Por trás desses conflitos e genocídios, os interesses geopolíticos e da indústria do armamento dão grande parte das cartas, e, em muitas vezes, em mão única. A chamada guerra fria não terminou e hoje se dá por outros meios e enfoques.
Todos esses cenários produzem milhões de refugiados e migrantes. Grande parte vem para o Brasil. Acolhemos pessoas de Angola, Síria, Venezuela, Haiti, Congo, Nigéria, Honduras, El Salvador, entre outros países. São 94 nacionalidades. Direitos Humanos não têm fronteiras.
Ainda existem as mudanças climáticas e a escassez de água que, segundo a ONU, vão provocar o deslocamento de migrantes e refugiados do clima em cerca de 24 milhões de pessoas até o ano de 2030. A água já é um produto de disputa de poder.
No país mais pobre das Américas, o Haiti, a população morre de fome e de tiro; golpes de Estado fazem parte da “agenda”. O terremoto de 14 de agosto vitimou mais de 2.200 pessoas. Até o momento, segundo a Defesa Civil, há 344 pessoas desaparecidas e 12.268 feridos.
Martín Caparrós, na obra “A fome”, aponta que, em oito horas, morrem de fome no mundo mais de oito mil pessoas. Em trinta segundos, morrem cerca de oito ou dez pessoas. Ele questiona: seria a fome um produto inevitável de nossa ordem mundial?
Como pode o Brasil ser um dos maiores produtores de alimentos do planeta e ao mesmo tempo conviver, ou, diga-se, aceitar pacificamente que 60 milhões de pessoas vivam na pobreza e quase 20 milhões na extrema pobreza? Podemos alimentar mais de 1 bilhão de pessoas.
“Quais são os fatores ocultos desta verdadeira conspiração de silêncio em torno da fome? Será por simples obra do acaso que o tema não tem atraído devidamente o interesse dos espíritos especulativos e criadores dos nossos tempos?”

#### [Material extraído]
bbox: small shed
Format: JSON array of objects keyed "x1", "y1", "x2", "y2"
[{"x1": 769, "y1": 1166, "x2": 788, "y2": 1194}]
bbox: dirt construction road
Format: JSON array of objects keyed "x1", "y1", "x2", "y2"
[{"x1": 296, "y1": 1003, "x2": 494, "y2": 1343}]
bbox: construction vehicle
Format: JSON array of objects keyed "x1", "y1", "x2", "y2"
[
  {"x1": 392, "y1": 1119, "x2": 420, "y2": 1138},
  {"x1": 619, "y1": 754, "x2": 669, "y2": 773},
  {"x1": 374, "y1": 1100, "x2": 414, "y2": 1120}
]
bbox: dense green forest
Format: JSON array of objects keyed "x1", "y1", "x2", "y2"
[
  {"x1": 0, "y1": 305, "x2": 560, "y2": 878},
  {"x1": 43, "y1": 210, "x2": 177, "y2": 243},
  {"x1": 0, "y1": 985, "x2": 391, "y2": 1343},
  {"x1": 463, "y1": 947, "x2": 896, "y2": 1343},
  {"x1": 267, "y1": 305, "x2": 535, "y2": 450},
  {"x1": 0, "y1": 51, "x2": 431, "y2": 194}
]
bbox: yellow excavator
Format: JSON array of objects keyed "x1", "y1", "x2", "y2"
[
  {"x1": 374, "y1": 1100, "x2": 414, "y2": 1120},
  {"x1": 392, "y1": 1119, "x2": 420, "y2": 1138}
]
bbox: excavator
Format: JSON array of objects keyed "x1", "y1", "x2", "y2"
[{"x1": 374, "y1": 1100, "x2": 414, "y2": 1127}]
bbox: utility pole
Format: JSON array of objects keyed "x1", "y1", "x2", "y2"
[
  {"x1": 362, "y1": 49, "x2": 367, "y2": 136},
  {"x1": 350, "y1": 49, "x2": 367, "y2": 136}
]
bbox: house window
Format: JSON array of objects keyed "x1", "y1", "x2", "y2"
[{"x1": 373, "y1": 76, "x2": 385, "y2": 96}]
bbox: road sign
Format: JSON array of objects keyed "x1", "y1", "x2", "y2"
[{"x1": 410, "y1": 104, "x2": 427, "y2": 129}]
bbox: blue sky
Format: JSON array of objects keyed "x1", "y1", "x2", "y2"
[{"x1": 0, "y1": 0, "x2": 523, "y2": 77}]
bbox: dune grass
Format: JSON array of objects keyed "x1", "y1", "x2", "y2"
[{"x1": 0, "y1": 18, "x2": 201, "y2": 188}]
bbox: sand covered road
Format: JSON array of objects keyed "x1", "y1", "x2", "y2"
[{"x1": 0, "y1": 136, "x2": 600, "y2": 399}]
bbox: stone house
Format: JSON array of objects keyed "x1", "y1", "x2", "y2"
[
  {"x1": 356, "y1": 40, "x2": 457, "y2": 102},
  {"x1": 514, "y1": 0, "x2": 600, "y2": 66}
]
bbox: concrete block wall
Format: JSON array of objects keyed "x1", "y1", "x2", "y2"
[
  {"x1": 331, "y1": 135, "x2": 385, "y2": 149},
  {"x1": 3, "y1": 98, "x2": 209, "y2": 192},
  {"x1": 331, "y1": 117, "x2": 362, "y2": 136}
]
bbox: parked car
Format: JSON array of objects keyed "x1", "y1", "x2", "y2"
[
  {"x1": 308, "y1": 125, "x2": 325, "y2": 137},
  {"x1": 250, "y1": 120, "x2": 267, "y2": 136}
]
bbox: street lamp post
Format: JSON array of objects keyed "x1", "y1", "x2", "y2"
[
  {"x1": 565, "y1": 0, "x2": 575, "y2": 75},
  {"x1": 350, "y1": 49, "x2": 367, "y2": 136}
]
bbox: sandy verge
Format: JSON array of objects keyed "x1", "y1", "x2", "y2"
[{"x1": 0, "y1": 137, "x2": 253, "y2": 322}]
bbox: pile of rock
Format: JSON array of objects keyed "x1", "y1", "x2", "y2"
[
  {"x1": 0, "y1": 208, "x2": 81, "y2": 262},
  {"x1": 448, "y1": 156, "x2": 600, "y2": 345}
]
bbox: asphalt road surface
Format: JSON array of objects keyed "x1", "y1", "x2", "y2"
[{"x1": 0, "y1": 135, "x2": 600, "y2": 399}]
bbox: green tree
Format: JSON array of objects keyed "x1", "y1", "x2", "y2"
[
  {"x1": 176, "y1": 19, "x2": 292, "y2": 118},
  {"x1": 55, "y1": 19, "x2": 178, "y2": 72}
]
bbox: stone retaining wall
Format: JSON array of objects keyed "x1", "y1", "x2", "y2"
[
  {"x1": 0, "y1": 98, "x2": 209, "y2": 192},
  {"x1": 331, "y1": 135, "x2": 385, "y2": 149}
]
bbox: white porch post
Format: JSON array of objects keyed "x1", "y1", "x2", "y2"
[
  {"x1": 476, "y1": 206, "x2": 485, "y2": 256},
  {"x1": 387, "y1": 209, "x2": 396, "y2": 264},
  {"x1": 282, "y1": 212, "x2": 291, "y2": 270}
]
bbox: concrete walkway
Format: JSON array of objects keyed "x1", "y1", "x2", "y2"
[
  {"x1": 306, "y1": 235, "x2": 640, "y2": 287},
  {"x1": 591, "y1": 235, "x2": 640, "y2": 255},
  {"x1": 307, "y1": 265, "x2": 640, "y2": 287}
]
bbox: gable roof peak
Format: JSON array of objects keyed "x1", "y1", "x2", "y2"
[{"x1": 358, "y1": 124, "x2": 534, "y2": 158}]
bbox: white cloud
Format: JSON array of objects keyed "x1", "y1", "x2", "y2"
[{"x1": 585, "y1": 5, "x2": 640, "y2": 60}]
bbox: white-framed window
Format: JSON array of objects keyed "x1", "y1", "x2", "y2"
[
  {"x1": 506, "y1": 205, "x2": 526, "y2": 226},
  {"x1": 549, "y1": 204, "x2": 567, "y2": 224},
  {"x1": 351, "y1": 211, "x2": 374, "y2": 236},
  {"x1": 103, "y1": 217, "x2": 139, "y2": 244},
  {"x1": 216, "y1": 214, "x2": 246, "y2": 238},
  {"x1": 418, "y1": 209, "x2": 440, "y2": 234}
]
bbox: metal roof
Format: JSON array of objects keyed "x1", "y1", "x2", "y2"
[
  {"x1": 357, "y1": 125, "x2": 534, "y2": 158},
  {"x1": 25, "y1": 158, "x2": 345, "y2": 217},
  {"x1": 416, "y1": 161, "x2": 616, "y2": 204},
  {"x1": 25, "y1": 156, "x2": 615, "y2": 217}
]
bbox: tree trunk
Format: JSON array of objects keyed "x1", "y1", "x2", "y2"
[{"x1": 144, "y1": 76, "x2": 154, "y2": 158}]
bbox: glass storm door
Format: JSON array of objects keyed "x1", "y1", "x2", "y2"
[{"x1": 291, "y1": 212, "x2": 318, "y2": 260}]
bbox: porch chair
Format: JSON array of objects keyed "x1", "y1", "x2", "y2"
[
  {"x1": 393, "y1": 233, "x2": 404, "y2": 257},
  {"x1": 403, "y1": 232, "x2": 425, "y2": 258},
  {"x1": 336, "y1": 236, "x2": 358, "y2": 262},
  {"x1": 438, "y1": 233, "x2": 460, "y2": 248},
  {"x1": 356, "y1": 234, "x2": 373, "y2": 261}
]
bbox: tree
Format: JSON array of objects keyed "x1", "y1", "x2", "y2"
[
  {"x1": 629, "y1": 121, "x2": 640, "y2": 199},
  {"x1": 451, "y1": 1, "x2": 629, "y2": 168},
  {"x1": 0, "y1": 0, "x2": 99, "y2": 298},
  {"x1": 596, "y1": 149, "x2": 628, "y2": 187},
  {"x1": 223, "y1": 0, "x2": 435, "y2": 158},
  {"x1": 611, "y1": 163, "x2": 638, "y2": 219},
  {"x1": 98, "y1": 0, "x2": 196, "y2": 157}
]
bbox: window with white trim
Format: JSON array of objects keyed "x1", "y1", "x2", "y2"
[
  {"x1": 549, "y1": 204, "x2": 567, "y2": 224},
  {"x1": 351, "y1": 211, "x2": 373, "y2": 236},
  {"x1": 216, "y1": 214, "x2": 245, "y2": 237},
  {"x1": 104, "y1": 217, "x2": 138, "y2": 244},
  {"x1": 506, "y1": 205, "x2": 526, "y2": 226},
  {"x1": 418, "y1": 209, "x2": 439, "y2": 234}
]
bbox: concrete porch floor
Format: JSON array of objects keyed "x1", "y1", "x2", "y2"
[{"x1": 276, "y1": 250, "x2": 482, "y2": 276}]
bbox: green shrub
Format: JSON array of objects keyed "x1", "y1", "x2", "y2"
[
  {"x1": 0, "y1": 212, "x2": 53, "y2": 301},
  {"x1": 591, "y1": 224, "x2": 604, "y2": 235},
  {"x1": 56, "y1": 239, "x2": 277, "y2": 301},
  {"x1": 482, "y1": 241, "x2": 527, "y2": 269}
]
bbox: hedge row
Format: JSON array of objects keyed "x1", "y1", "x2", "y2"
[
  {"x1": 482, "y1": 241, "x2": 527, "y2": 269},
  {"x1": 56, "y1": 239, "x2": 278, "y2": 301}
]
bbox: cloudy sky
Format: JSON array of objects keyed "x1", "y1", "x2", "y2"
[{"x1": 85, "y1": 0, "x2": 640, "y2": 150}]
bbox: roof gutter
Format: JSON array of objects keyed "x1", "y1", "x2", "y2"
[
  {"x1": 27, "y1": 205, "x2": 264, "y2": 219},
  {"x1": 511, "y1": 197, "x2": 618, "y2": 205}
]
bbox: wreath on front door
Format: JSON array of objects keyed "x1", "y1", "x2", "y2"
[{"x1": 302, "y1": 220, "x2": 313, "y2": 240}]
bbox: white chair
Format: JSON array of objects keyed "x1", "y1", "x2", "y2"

#### [Enunciado 1]
De acordo com o texto de estudo, de quantas nacionalidades são as pessoas que o Brasil acolhe?
#### [Enunciado 2]
Dê continuidade ao texto sobre fome, guerras e refugiados, começando logo após a citação que o encerra.
Os registros provêm de outra fonte.

#### [Resposta escrita 1]
São 94 nacionalidades.

#### [Resposta escrita 2]
Essa pergunta foi feita por Josué de Castro, na obra clássica “Geografia da Fome”, de 1942, em que faz um diagnóstico e analisa as causas da fome no Brasil. Segundo ele, a fome não é obra do acaso, e, sim, de um silêncio premeditado.
A pandemia da Covid-19 acentuou ainda mais os problemas sociais e sanitários no mundo. Mesmo a vacina sendo disponibilizada, estamos aquém do que poderíamos vacinar. Estima-se que, somente no final de 2022, teremos dois terços da população mundial imunizada. Os laboratórios que detêm as patentes precisam entender que a vida está acima dos lucros.
Não podem eles obter ganhos de 60%, 70%, enquanto milhões de pessoas morrem, deixando em profunda tristeza e saudade familiares, amigos. Aliás, muitos laboratórios receberam subsídios públicos para o desenvolvimento de vacinas. As descobertas da ciência devem servir primeiramente à vida, refletindo em melhorias das condições de saúde das populações.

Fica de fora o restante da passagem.